**Verilen metin:**
┌──

Phases of Thought

Phases of Thought
Phases of Thought

5 Kasım 2010 Cuma

5 Kasım

Devletlerin birbirini ezmeye çalıştıkları, ikinci dünya savaşında güçleri tükendiği için birbirlerinden hırslarını alamadıkları bir dünyada, kişisel özgürlüklerin ve fikirlerin tamamen kontrol altında tutulması gerektiğini savunan devlet anlayışıyla yoğrulan 80’lerde, Alan Moore ve David Lloyd anarşizme farklı bir bakış açısıyla yaklaşarak V for Vendetta’yı yarattı. 80’li yıllardan 1998 İngiltere’sine daha yıllarca soğuk savaş baskısı altında olacaklarına inanarak baktılar. Kafalarında canlandırdıkları dünyada hükümetler vatandaş devlet için vardır anlayışıyla, farklı fikirlerin yer almasına tahammül edemeyen bir yönetimle insanları ezmekteydi. Alan Moore’un yarattığı yakın gelecek İngiltere’sinde bu baskı toplumunda neler vardı başka? Toplumun koyun sürüsü gibi hareket etmesini sağlayan bu kontrolü belirli bir üst grubun eline veren neydi peki?

└──

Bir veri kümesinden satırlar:

┌──

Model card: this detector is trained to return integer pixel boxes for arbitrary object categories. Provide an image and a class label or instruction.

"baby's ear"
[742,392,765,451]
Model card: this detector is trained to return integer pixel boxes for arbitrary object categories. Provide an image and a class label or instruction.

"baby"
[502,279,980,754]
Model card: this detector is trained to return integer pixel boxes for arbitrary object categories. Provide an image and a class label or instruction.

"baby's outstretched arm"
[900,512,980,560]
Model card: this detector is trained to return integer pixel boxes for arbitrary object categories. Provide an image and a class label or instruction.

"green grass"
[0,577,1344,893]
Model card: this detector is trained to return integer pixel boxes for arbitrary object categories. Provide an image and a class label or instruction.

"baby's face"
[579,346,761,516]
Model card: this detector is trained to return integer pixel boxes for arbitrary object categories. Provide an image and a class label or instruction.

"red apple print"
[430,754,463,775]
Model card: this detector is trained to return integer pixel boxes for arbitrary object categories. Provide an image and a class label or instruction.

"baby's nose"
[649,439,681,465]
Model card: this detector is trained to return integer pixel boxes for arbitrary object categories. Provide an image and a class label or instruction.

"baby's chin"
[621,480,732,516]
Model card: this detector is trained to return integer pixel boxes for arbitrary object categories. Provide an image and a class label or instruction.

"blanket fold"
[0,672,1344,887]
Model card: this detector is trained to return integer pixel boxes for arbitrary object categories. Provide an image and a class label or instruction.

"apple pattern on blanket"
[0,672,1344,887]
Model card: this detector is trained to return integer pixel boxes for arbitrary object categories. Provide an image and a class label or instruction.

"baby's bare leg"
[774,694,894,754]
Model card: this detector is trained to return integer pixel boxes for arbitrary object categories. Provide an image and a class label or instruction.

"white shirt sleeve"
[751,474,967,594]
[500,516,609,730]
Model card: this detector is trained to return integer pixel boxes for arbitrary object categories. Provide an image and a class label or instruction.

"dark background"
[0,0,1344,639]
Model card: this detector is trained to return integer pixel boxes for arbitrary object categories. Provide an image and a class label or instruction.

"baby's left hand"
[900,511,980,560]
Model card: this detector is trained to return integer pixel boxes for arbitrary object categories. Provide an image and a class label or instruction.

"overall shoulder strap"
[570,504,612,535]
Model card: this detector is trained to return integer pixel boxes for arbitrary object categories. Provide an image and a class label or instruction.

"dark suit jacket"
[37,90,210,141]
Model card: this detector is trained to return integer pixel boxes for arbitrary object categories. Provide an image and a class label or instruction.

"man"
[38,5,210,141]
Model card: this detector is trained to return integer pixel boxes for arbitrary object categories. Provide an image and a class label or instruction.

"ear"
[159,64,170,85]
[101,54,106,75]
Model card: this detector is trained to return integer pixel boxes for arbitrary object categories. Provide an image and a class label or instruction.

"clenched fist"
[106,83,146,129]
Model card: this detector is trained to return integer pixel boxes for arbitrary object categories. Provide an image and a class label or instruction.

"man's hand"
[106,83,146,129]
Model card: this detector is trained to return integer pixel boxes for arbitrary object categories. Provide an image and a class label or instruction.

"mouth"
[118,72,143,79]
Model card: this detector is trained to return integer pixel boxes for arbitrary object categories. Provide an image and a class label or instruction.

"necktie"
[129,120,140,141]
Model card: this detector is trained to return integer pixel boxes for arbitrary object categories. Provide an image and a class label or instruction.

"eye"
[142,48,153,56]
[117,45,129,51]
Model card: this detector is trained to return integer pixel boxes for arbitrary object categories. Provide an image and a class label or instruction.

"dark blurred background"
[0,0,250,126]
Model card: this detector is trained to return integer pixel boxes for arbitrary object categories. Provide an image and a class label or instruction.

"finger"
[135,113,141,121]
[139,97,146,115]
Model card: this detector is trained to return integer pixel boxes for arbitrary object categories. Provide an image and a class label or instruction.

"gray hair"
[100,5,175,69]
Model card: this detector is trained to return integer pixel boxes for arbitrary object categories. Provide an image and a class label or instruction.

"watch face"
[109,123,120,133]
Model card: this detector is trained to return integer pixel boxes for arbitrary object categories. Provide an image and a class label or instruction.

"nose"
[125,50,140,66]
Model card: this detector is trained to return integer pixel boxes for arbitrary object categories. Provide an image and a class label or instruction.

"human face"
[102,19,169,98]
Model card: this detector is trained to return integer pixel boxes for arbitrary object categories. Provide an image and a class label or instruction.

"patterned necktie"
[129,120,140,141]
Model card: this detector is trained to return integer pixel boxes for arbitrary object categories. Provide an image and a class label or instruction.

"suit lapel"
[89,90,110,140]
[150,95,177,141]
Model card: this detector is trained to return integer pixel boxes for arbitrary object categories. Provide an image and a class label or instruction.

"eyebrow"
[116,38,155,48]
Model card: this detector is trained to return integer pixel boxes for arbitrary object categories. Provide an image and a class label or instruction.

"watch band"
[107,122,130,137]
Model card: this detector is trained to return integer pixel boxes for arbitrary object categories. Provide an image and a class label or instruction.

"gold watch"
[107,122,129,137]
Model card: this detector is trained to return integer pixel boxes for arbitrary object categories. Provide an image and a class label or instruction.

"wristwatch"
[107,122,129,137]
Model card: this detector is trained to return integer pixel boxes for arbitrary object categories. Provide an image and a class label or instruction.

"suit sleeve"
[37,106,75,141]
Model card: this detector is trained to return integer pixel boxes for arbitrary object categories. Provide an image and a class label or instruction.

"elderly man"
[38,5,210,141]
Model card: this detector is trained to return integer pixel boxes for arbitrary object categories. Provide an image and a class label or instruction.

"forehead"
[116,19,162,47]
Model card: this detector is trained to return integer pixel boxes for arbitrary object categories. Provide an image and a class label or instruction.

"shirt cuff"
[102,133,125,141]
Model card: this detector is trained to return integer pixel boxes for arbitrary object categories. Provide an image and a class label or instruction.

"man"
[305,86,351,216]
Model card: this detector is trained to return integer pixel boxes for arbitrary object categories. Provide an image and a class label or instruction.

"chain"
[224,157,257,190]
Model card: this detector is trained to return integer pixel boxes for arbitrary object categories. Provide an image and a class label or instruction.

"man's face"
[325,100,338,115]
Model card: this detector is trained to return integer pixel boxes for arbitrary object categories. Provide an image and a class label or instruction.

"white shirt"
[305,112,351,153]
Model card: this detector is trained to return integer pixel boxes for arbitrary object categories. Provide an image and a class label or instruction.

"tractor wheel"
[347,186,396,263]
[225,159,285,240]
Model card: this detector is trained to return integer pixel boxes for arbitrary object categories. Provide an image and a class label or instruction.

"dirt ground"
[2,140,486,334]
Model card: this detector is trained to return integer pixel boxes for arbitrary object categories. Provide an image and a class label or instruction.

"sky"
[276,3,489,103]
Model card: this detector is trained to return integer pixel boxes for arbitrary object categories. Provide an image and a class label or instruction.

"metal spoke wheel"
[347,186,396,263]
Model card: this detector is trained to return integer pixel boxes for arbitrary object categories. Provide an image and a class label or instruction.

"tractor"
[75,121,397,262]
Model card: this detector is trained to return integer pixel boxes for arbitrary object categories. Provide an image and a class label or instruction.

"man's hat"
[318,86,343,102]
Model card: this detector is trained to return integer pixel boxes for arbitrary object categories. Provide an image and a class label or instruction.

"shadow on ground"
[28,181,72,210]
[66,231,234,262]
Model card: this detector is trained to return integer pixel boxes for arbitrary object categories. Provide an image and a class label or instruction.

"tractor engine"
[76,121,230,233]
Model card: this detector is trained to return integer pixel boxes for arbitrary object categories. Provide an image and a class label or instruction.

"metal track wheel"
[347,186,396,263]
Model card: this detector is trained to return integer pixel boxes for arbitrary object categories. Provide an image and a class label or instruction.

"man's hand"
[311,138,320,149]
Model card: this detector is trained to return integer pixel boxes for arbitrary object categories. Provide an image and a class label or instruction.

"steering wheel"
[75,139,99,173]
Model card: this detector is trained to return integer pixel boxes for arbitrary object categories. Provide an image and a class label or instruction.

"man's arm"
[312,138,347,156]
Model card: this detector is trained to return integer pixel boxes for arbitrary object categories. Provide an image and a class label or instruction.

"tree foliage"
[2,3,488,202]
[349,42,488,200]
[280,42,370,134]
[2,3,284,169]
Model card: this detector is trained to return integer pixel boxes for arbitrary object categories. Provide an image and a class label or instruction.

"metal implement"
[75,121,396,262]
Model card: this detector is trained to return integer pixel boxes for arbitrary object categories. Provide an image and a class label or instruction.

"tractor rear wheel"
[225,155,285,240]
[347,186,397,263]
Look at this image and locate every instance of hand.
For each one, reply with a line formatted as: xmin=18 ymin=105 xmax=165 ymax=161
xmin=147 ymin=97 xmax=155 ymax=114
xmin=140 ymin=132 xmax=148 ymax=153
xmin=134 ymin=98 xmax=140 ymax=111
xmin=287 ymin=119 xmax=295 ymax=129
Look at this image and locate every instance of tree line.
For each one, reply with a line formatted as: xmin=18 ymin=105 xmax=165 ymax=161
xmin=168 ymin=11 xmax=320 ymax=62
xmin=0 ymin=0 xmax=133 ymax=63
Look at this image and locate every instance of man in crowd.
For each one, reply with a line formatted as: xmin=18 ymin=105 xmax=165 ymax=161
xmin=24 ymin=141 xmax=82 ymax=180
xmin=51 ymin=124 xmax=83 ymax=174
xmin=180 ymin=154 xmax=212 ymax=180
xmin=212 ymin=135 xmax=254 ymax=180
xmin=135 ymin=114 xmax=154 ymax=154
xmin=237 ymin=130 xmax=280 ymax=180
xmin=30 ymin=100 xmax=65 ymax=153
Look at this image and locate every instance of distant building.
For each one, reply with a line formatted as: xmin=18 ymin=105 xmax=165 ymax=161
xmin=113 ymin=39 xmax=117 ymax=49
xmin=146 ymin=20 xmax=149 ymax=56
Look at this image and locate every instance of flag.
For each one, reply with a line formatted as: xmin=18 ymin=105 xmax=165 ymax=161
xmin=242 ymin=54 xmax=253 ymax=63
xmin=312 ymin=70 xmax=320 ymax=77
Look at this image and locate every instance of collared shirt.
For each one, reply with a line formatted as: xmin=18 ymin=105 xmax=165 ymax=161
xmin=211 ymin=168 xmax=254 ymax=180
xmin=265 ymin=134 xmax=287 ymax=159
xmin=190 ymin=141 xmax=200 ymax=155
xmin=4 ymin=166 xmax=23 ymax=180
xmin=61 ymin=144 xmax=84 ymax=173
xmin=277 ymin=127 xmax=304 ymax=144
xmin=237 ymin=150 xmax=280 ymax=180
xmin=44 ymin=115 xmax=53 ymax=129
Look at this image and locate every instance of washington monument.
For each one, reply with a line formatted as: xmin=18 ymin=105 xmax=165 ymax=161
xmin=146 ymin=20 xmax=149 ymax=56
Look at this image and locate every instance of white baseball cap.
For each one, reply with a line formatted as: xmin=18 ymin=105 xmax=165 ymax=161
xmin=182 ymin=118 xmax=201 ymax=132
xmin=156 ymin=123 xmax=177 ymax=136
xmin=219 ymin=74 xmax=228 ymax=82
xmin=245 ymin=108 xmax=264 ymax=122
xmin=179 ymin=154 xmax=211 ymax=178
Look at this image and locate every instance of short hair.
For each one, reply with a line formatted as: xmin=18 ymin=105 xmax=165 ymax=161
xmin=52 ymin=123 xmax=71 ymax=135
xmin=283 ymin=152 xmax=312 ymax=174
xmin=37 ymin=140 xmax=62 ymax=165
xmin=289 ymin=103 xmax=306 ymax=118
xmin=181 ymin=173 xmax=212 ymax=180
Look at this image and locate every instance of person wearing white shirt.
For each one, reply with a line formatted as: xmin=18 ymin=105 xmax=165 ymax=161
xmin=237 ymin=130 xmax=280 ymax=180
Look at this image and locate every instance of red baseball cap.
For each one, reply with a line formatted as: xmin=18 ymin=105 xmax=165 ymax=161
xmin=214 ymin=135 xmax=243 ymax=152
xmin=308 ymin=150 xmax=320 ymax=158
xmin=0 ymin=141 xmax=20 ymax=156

└──

**Belirtilen amaç A:**
Kayıtlarda "hair" dizesini içeren her satırı göster; büyük-küçük harf ayrımı gözetilmelidir.
**Belirtilen amaç B:**
V for Vendetta üzerine yazılmış metni kaldığı yerden sürdür.

**Beklenen çıktı A:**
"gray hair"
Look at this image and locate every instance of short hair.

**Beklenen çıktı B:**
Korkunun Gücü...

V for Vendetta’nın vuruculuğundaki en büyük etkenler yansıttığı dünyadaki iyi olarak algıladığımızın savaştığı karşıt gücün kötülüğü ve bu kötülüğün akıl almaz gücüydü. Kötü neden kötüydü ve kime göre kötüydü? Sorunun cevabı basitti toplum aslında bir kötü görmüyordu. Toplum için bir kötülük yapanda yoktu o zaman. Çünkü toplum kendi elleriyle yaratmıştı bu imparatorluğu, kendi gücünü, tüm iradesini “büyük bir çoğunlukla” kendisi vermişti bir grup aristokrata. Toplum üst üste gelen felaketlerden bıkmış, bunalmış ve en temel iç güdüsüne, neslini devam ettirme güdüsüne yenilmişti. Salgınlar okullarında vurmuştu en savunmasız olanları. Ölüm sadece işten evine gitmek isteyenleri bulmuştu. Toplumda başlayan ölüm korkusu ve güven duygusuna olan hasret kendi özgürlüklerini teslim etmelerini sağlamıştı. Korkan insanlar kendiliğinden teslim etmişlerdi özgürlüklerini. O yüzden bir kötü yoktu, kötü olduğunu kabul etmek olanlardan kendini sorumlu tutmak demekti.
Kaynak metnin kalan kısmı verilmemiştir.